--- SOURCE INFORMATION Enclosed Below ---

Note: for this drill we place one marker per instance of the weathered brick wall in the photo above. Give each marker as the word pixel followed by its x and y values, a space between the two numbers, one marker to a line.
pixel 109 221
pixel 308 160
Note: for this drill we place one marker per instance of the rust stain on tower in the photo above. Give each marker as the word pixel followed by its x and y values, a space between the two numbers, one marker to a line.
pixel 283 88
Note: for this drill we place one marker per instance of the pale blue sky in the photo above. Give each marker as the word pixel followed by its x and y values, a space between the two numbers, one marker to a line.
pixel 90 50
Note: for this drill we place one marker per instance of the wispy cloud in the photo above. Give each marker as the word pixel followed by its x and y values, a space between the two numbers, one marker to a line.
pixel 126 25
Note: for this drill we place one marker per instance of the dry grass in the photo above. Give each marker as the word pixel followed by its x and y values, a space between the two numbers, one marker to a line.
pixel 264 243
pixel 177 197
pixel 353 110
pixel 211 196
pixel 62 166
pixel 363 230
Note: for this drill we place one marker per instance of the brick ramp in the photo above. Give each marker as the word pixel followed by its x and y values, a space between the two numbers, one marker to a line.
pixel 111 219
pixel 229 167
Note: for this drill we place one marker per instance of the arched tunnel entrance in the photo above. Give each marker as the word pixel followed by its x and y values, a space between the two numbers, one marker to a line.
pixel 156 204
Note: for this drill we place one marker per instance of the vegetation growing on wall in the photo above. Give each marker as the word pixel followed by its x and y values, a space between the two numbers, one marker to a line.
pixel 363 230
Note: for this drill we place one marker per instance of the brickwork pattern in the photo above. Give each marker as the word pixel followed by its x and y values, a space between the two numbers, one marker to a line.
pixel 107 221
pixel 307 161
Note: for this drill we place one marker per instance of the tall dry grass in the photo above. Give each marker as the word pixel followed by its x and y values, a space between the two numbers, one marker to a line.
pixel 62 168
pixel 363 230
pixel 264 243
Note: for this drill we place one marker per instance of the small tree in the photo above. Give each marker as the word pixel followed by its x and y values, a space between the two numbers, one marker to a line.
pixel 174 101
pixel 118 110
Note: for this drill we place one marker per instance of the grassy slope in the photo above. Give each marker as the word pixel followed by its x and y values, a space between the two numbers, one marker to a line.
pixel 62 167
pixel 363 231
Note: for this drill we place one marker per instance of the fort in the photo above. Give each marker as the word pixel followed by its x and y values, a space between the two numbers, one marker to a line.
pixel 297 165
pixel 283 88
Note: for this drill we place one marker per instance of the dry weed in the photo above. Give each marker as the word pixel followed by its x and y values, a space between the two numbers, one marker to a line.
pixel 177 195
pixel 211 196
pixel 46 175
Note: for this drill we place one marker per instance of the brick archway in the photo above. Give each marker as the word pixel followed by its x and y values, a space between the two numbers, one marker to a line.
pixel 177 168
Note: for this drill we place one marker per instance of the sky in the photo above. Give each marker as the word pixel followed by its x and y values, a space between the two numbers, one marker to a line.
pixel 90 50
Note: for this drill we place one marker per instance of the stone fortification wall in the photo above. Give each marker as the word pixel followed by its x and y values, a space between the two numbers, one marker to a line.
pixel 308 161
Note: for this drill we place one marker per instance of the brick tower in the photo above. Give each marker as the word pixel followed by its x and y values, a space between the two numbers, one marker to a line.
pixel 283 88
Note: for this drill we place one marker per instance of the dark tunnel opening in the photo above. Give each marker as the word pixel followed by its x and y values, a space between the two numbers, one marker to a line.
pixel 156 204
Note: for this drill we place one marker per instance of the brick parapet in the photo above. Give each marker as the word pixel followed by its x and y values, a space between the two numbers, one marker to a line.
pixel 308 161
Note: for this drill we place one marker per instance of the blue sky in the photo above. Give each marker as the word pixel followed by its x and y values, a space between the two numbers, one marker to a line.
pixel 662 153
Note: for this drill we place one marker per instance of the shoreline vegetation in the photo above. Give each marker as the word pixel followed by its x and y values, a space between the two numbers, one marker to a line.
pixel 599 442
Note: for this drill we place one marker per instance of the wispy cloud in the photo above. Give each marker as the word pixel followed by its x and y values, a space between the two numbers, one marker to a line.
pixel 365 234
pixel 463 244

--- End of Enclosed SOURCE INFORMATION ---

● **ASSIGNMENT**:
Set down the data once more, word for word.

● **RESULT OF THE EXERCISE**:
Note: for this drill we place one marker per instance of the weathered brick wall in the photo above. Give each marker as the word pixel followed by its x and y values, a space between the two numbers, one marker to a line.
pixel 109 221
pixel 308 160
Note: for this drill we place one marker per instance of the rust stain on tower in the photo above. Give each marker as the word pixel followed by its x and y values, a space between the two numbers, one marker to a line.
pixel 283 88
Note: for this drill we place one marker per instance of the pale blue sky in the photo above. Give each marker as the word pixel followed by its x and y values, a space between the two numbers, one marker to a line.
pixel 90 50
Note: for this drill we place one marker per instance of the wispy cloud in the photo above. Give each marker as the word pixel followed by its x and y values, a space between the two numbers, one marker to a line.
pixel 126 25
Note: for this drill we place one marker per instance of the dry grass in the photo above. Give each marker as the word pixel followed by its x and y values, a space between the two numbers, one marker to a line.
pixel 264 243
pixel 177 197
pixel 353 110
pixel 211 196
pixel 62 166
pixel 363 230
Note: for this drill we place one marker per instance of the brick ramp in the photo above. Give each marker as the word pixel followed by its x and y values, a space between the two numbers, one marker to a line.
pixel 111 219
pixel 229 167
Note: for this drill we place one marker per instance of the arched tunnel entrance in the photo above. Give each marker as the word pixel followed by its x and y values, a space between the two numbers, one marker to a line.
pixel 156 204
Note: for this drill we place one marker per instance of the vegetation growing on wall in the photo above. Give each marker as the word pixel followed by its x and y values, a space between the two numbers, one marker to a line.
pixel 363 230
Note: for this drill we place one marker per instance of the brickwork pattern in the photo above. Give each marker as the word pixel followed by its x and y values, a space between the two numbers, one marker to a line.
pixel 107 221
pixel 307 161
Note: for this drill we place one marker per instance of the tall dry grass in the photo above. Give each marker as the word pixel followed by its x and y values, a space between the two numbers, one marker to a line.
pixel 62 168
pixel 363 230
pixel 264 243
Note: for this drill we place one marker per instance of the small tree in the photo above. Give each marker as the word pixel followed by its x and y values, a space between the two numbers, one marker to a line.
pixel 174 101
pixel 118 110
Note: for this drill we place one marker per instance of the grassy slope in the photo above. Give each marker as the word pixel followed by its x and y values, a space between the two numbers, one marker to a line.
pixel 62 167
pixel 363 231
Note: for this drill we place one marker per instance of the fort in the photo above. Give each marker as the word pixel followed by its x and y values, a space between the two numbers, one marker to a line.
pixel 297 165
pixel 283 88
Note: for this drill we place one marker per instance of the dry weed in the photo above. Give each marker as the word pixel followed by its x and y values, a space between the two numbers, one marker to a line.
pixel 177 195
pixel 211 196
pixel 46 175
Note: for this drill we place one marker per instance of the brick archway in the photo above. Give each marker as the word pixel followed by its x and y values, a space between the two numbers, one marker to a line.
pixel 177 168
Note: for this drill we place one marker per instance of the sky in the photo above. Give each marker as the word pixel followed by its x and y values, a space between the two numbers, one marker to a line.
pixel 90 50
Note: for this drill we place one marker per instance of the stone fortification wall in the photo above. Give each marker as the word pixel followed by its x and y values, a space between the two numbers, one marker to a line.
pixel 308 161
Note: for this drill we place one marker per instance of the brick tower in the photo above. Give each marker as the word pixel followed by its x and y values, a space between the two numbers, one marker to a line.
pixel 283 88
Note: for this drill we place one marker per instance of the dark tunnel opening in the photo above. Give each marker as the word pixel followed by its x and y values, a space between the two numbers, one marker to a line.
pixel 156 204
Note: for this drill we place one marker per instance of the brick parapet in the photo above. Give each marker as the word pixel followed by its x and y values, a space between the two numbers, one marker to a line.
pixel 308 161
Note: for this drill we place one marker per instance of the blue sky in the photo above. Give each marker as the word pixel followed by its x and y values, a space between the two numbers, one marker to a line.
pixel 662 153
Note: for this drill we place one marker per instance of the shoreline vegetation in the photo above. Give each marker as the word pixel followed by its x and y values, a space between the two numbers, one marker to a line.
pixel 599 442
Note: for this drill we place one marker per instance of the wispy cloud in the photo above. Give each marker as the word pixel followed by its x and y values, a space between the two numbers, one marker to a line.
pixel 365 234
pixel 463 244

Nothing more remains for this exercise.